Please give back only the lines below from the one containing "Target: bare ground" to the one containing "the green tree", each repeated word for word, both ends included.

## [Data in this exercise]

==================================================

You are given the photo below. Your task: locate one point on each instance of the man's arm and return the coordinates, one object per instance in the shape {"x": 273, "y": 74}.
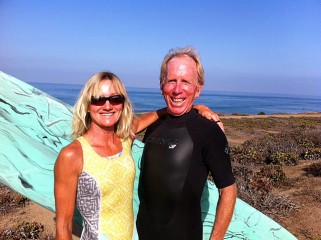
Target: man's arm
{"x": 224, "y": 211}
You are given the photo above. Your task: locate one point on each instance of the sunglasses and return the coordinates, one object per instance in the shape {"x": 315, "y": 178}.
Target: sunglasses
{"x": 113, "y": 100}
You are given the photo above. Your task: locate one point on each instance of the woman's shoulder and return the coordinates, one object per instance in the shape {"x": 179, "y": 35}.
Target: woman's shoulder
{"x": 71, "y": 156}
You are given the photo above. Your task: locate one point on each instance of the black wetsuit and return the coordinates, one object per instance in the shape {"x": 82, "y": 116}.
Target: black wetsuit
{"x": 179, "y": 152}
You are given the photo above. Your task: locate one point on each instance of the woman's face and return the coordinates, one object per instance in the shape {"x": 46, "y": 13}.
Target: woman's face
{"x": 105, "y": 114}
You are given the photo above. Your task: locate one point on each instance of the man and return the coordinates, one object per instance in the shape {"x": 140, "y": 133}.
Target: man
{"x": 180, "y": 150}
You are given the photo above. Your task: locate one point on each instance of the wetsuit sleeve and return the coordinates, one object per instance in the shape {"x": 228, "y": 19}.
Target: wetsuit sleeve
{"x": 217, "y": 158}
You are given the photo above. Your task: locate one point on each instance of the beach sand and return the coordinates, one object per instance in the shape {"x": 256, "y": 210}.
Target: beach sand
{"x": 304, "y": 222}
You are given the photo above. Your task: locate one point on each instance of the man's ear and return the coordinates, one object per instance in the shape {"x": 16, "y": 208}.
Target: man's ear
{"x": 198, "y": 90}
{"x": 161, "y": 87}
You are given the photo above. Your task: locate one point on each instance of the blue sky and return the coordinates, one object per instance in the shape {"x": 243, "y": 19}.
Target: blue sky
{"x": 245, "y": 46}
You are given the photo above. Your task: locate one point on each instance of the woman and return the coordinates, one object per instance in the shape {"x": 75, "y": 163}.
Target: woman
{"x": 96, "y": 171}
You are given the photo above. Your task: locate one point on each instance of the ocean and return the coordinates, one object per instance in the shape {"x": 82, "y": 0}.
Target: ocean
{"x": 147, "y": 99}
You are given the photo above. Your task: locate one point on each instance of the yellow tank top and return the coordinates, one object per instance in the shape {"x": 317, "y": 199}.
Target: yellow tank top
{"x": 105, "y": 193}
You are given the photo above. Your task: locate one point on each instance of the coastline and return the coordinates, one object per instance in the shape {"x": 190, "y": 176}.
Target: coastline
{"x": 32, "y": 212}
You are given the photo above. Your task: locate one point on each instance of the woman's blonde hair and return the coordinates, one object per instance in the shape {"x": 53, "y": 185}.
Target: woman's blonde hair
{"x": 81, "y": 118}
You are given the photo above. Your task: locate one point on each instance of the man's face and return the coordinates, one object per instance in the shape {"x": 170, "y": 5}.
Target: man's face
{"x": 181, "y": 87}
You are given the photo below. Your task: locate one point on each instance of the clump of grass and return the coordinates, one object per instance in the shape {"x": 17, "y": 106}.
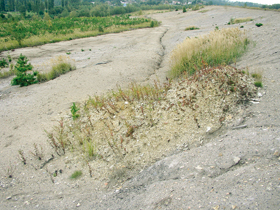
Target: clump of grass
{"x": 76, "y": 174}
{"x": 190, "y": 28}
{"x": 239, "y": 20}
{"x": 218, "y": 47}
{"x": 258, "y": 84}
{"x": 74, "y": 110}
{"x": 61, "y": 65}
{"x": 204, "y": 11}
{"x": 257, "y": 76}
{"x": 258, "y": 79}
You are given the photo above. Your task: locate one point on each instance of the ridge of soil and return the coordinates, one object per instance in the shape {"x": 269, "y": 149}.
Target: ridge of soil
{"x": 237, "y": 168}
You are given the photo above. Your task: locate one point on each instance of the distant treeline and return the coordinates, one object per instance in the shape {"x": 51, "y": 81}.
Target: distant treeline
{"x": 102, "y": 8}
{"x": 78, "y": 8}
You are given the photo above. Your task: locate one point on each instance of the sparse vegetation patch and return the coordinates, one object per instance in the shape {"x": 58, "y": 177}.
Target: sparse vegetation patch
{"x": 129, "y": 129}
{"x": 190, "y": 28}
{"x": 219, "y": 47}
{"x": 239, "y": 20}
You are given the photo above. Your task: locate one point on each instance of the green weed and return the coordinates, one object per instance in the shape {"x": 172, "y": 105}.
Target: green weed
{"x": 74, "y": 110}
{"x": 258, "y": 84}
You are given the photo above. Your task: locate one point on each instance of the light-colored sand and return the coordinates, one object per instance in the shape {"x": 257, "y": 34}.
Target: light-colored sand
{"x": 115, "y": 59}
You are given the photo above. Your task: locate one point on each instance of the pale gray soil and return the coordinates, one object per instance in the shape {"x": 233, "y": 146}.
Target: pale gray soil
{"x": 235, "y": 169}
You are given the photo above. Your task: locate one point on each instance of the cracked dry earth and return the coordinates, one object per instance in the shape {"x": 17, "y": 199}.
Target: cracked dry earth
{"x": 236, "y": 168}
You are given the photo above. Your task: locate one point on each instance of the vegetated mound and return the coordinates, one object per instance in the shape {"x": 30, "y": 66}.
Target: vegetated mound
{"x": 129, "y": 130}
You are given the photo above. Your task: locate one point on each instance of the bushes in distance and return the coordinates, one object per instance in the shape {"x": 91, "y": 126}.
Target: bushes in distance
{"x": 218, "y": 47}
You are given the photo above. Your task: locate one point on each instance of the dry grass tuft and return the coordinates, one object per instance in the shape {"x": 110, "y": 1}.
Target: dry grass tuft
{"x": 130, "y": 129}
{"x": 240, "y": 20}
{"x": 190, "y": 28}
{"x": 219, "y": 47}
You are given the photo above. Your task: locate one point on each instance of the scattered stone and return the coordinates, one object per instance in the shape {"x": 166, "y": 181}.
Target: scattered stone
{"x": 239, "y": 127}
{"x": 198, "y": 168}
{"x": 276, "y": 153}
{"x": 26, "y": 203}
{"x": 236, "y": 160}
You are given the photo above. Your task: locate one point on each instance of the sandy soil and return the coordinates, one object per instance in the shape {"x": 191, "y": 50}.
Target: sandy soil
{"x": 236, "y": 169}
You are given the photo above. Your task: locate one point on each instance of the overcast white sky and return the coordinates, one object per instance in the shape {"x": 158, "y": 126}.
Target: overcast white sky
{"x": 260, "y": 1}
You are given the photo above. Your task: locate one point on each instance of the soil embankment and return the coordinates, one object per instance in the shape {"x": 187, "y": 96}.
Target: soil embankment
{"x": 236, "y": 169}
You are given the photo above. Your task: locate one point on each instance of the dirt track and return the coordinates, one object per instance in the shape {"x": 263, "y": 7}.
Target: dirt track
{"x": 236, "y": 169}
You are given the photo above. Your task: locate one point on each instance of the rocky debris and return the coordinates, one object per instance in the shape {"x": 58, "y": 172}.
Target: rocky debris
{"x": 134, "y": 130}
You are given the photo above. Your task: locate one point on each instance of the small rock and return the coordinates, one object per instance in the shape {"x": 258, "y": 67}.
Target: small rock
{"x": 198, "y": 168}
{"x": 236, "y": 160}
{"x": 26, "y": 202}
{"x": 276, "y": 153}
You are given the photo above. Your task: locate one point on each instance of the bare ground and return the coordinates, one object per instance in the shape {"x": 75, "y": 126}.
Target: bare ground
{"x": 236, "y": 169}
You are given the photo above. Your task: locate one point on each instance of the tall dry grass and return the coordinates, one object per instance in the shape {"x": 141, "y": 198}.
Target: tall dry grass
{"x": 77, "y": 33}
{"x": 219, "y": 47}
{"x": 240, "y": 20}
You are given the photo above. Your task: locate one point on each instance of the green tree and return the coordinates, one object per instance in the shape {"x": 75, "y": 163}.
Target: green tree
{"x": 23, "y": 78}
{"x": 11, "y": 5}
{"x": 51, "y": 4}
{"x": 2, "y": 5}
{"x": 22, "y": 10}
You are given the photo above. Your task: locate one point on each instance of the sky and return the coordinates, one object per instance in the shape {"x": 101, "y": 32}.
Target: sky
{"x": 261, "y": 1}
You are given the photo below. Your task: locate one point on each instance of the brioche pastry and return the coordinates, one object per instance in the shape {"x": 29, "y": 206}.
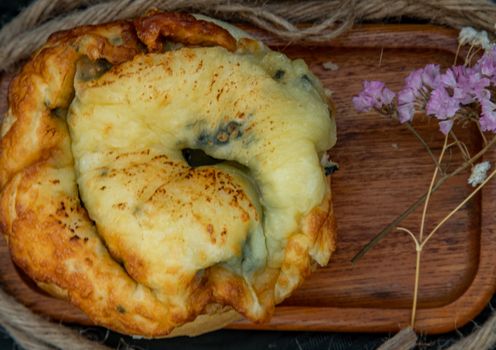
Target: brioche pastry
{"x": 100, "y": 206}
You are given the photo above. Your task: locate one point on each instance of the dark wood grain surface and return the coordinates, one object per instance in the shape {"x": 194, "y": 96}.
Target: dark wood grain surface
{"x": 383, "y": 170}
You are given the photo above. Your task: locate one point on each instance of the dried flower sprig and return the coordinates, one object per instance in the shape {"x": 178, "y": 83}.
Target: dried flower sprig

==================================================

## [Answer for this exercise]
Target: bare ground
{"x": 236, "y": 169}
You are given the photo above. Your task: locate one point on each instance of the tall dry grass and return the coordinates, one object per instance in the shape {"x": 141, "y": 198}.
Target: tall dry grass
{"x": 77, "y": 33}
{"x": 219, "y": 47}
{"x": 240, "y": 20}
You are given the photo above. Your task: locate one point on each instance of the green tree and return the coordinates, one object per instance in the shape {"x": 75, "y": 163}.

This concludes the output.